• _DATA FOR THIS TASK_
-.-.-

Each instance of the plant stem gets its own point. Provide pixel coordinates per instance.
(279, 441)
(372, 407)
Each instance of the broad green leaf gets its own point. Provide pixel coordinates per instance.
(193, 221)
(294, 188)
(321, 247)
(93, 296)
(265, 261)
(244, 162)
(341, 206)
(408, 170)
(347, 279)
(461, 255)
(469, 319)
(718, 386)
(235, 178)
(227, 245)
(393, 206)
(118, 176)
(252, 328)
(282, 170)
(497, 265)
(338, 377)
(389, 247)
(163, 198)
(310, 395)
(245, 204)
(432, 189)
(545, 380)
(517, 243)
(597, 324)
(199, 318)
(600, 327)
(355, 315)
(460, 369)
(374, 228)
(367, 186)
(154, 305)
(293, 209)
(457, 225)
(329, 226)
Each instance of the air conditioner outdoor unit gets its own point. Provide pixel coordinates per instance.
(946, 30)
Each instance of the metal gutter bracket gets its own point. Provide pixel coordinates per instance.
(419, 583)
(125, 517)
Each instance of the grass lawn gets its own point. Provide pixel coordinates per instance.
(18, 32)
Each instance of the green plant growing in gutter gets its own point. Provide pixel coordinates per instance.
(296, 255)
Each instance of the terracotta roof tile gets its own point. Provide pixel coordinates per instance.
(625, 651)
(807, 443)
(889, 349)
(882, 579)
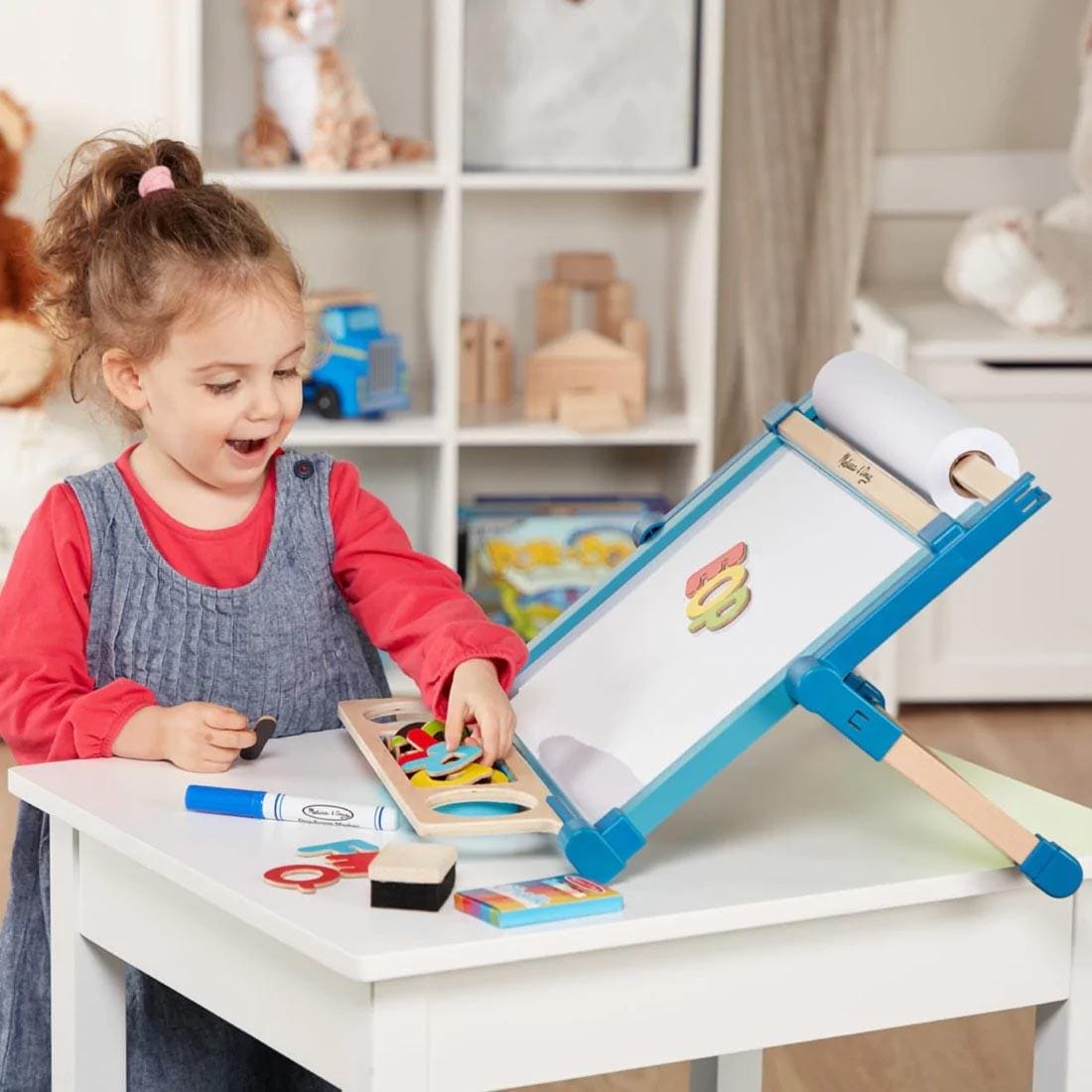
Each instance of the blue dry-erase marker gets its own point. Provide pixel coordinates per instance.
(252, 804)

-.-.-

• _PROBLEM REQUIREMENTS_
In the listing, find the line with "Each instance of the terracotta" and retype exactly from there through the last line, both included, leaving the pictures out.

• _COMPLETED TASK_
Each instance of the terracotta roof tile gets its own point. Provide pixel coordinates per instance.
(625, 651)
(807, 443)
(889, 349)
(882, 579)
Each instance of the blue dry-erase marker gets its own point. Provide pixel coordinates per instance.
(252, 804)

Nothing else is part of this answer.